> **Stated goal**
Find every line in the material that contains the string "bench" and copy each one out. Matching is case-sensitive.

* * * * * * *

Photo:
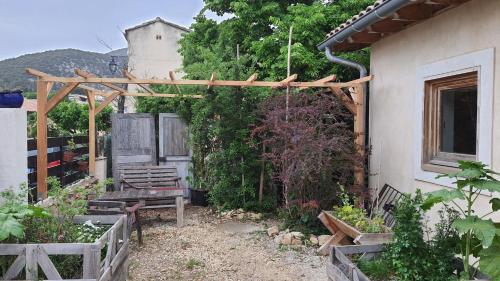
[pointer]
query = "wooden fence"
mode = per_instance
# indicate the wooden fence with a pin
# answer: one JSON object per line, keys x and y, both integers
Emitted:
{"x": 106, "y": 259}
{"x": 67, "y": 171}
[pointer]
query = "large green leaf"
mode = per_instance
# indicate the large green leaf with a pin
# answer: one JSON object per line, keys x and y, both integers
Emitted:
{"x": 495, "y": 204}
{"x": 484, "y": 230}
{"x": 441, "y": 196}
{"x": 9, "y": 226}
{"x": 490, "y": 185}
{"x": 489, "y": 262}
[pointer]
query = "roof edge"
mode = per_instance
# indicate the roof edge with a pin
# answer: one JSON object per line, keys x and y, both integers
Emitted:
{"x": 361, "y": 21}
{"x": 157, "y": 19}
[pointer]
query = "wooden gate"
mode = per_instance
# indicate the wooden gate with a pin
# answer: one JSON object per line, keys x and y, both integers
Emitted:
{"x": 174, "y": 149}
{"x": 133, "y": 141}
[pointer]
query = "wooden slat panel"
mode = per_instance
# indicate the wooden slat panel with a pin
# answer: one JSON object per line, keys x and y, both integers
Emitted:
{"x": 15, "y": 268}
{"x": 47, "y": 266}
{"x": 133, "y": 143}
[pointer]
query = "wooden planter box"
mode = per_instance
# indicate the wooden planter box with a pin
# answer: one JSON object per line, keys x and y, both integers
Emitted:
{"x": 341, "y": 268}
{"x": 113, "y": 266}
{"x": 345, "y": 234}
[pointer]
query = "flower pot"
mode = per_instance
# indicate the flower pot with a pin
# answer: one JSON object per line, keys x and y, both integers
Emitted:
{"x": 68, "y": 156}
{"x": 83, "y": 166}
{"x": 11, "y": 99}
{"x": 199, "y": 197}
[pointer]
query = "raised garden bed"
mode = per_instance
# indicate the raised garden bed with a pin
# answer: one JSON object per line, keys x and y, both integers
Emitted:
{"x": 342, "y": 268}
{"x": 105, "y": 259}
{"x": 345, "y": 234}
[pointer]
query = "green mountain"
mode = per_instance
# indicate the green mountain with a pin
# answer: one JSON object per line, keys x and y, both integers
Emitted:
{"x": 56, "y": 62}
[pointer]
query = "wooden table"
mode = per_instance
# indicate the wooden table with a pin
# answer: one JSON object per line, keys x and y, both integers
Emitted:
{"x": 142, "y": 195}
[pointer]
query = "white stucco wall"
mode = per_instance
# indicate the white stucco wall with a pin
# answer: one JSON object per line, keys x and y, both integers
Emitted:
{"x": 13, "y": 148}
{"x": 395, "y": 61}
{"x": 150, "y": 57}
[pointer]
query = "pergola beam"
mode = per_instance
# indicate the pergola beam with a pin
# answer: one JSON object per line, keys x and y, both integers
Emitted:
{"x": 323, "y": 80}
{"x": 346, "y": 101}
{"x": 286, "y": 82}
{"x": 224, "y": 83}
{"x": 45, "y": 82}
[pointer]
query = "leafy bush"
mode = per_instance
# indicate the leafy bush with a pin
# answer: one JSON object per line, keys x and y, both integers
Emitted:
{"x": 480, "y": 236}
{"x": 413, "y": 258}
{"x": 24, "y": 223}
{"x": 357, "y": 217}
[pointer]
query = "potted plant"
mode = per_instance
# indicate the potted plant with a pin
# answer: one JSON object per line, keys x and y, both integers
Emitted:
{"x": 11, "y": 99}
{"x": 83, "y": 164}
{"x": 351, "y": 222}
{"x": 199, "y": 195}
{"x": 70, "y": 154}
{"x": 480, "y": 236}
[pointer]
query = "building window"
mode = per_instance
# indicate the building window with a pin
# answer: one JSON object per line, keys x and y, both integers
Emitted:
{"x": 450, "y": 122}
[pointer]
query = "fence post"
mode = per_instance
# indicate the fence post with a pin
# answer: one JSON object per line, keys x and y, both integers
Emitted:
{"x": 31, "y": 262}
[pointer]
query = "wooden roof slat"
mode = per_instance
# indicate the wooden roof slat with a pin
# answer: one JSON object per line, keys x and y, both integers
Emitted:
{"x": 322, "y": 80}
{"x": 86, "y": 77}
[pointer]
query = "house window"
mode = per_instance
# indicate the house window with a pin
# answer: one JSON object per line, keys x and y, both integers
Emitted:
{"x": 450, "y": 122}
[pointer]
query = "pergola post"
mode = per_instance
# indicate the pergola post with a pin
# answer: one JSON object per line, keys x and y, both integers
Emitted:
{"x": 92, "y": 132}
{"x": 42, "y": 89}
{"x": 359, "y": 132}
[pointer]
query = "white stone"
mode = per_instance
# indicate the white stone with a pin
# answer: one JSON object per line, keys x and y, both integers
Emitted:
{"x": 287, "y": 239}
{"x": 322, "y": 239}
{"x": 297, "y": 234}
{"x": 313, "y": 239}
{"x": 273, "y": 230}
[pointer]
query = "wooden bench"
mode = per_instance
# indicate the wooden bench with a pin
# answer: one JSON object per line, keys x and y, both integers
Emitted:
{"x": 149, "y": 177}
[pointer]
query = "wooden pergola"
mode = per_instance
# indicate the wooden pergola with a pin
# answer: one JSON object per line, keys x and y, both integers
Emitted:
{"x": 45, "y": 82}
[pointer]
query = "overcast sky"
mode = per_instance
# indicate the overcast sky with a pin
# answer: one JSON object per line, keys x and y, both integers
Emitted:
{"x": 28, "y": 26}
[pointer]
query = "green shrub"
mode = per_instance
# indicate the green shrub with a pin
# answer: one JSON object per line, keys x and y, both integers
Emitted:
{"x": 413, "y": 258}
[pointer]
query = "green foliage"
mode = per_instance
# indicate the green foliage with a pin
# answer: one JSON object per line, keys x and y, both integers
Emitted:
{"x": 377, "y": 269}
{"x": 472, "y": 179}
{"x": 14, "y": 211}
{"x": 24, "y": 223}
{"x": 225, "y": 158}
{"x": 413, "y": 258}
{"x": 357, "y": 217}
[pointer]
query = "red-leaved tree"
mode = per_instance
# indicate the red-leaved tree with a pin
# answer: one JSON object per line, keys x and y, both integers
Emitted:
{"x": 310, "y": 145}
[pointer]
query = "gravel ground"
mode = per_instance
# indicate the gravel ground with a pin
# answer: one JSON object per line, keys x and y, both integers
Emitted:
{"x": 212, "y": 248}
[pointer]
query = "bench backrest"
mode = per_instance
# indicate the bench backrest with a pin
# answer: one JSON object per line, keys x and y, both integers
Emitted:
{"x": 149, "y": 177}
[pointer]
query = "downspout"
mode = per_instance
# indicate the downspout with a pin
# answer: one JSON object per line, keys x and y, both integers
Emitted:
{"x": 349, "y": 63}
{"x": 380, "y": 10}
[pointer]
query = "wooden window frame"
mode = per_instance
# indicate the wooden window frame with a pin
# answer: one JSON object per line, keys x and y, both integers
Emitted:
{"x": 433, "y": 159}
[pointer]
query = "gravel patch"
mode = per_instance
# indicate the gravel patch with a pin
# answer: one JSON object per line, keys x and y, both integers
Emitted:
{"x": 212, "y": 248}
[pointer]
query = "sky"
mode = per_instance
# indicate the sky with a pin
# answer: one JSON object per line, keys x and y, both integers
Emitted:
{"x": 29, "y": 26}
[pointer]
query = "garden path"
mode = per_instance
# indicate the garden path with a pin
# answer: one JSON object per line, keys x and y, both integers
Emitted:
{"x": 213, "y": 248}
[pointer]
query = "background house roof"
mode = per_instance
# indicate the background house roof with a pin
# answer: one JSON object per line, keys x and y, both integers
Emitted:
{"x": 414, "y": 12}
{"x": 158, "y": 19}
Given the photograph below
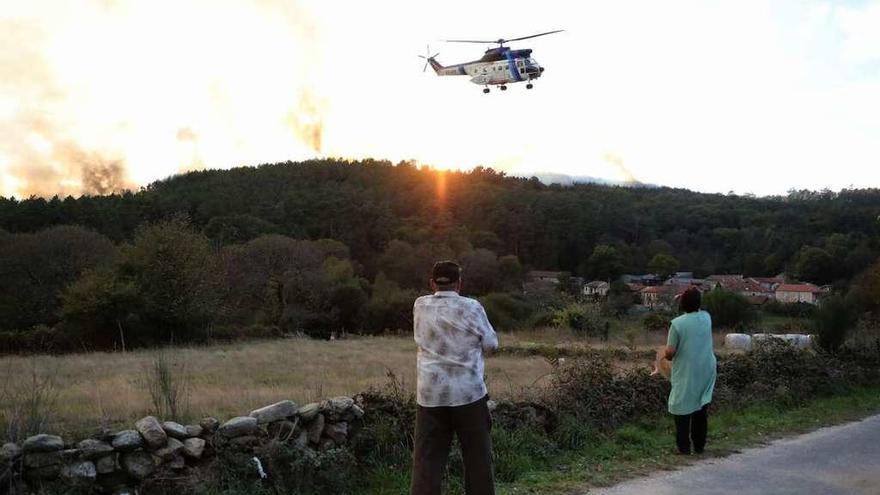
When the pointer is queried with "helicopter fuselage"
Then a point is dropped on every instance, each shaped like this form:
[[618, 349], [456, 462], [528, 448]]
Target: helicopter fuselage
[[499, 66]]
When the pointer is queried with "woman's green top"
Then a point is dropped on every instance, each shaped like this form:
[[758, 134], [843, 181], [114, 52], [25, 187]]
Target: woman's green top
[[693, 367]]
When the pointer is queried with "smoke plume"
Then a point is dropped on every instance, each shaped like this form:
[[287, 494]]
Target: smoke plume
[[617, 161], [103, 95]]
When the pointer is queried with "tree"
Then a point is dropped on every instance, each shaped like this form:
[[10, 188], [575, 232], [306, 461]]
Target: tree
[[815, 265], [728, 309], [479, 271], [98, 308], [604, 263], [34, 268], [833, 321], [663, 265], [172, 266]]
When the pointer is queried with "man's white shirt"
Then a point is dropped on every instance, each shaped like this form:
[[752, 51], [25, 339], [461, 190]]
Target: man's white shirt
[[451, 332]]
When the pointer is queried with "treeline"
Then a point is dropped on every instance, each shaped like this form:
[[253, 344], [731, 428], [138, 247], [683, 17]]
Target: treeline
[[367, 204], [332, 245]]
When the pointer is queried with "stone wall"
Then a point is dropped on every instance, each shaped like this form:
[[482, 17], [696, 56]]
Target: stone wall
[[119, 462]]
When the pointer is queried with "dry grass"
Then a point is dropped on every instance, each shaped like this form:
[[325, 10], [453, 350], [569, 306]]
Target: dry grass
[[230, 380]]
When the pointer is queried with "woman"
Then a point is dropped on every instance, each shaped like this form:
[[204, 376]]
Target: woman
[[689, 346]]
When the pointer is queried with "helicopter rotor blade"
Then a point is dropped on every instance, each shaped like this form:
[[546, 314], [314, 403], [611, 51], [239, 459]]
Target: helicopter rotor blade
[[501, 41], [535, 35], [470, 41]]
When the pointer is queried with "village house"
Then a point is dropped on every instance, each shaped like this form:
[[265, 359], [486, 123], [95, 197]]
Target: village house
[[543, 276], [793, 293], [661, 296], [596, 289]]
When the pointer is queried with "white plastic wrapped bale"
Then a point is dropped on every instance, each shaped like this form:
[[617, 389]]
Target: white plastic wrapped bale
[[739, 341]]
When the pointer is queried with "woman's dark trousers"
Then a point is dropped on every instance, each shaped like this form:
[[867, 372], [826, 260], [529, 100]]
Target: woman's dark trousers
[[691, 428]]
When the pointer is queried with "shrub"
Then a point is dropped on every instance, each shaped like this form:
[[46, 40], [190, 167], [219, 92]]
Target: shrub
[[833, 321], [657, 322], [507, 311], [728, 309], [581, 319]]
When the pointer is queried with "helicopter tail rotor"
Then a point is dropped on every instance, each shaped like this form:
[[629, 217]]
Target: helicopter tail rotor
[[429, 59]]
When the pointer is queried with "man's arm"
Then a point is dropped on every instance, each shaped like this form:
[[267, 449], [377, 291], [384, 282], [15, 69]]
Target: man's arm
[[671, 343], [489, 340]]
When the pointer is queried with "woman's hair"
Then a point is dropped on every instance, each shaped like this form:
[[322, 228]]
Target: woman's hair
[[690, 300]]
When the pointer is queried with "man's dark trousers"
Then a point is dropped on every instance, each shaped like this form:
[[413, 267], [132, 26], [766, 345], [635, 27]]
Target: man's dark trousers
[[472, 424]]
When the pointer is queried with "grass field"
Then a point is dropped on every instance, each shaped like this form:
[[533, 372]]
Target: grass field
[[111, 389], [231, 380]]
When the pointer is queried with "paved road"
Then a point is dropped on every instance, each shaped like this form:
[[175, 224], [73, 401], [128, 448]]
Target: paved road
[[837, 460]]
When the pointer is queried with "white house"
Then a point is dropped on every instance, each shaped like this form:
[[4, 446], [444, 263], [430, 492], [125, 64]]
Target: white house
[[596, 289], [792, 293]]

* * * * * * *

> **Solved exercise**
query = "wooden bench"
# indicate the wooden bench with a pin
query = "bench backrest"
# indicate the bench backrest with a pin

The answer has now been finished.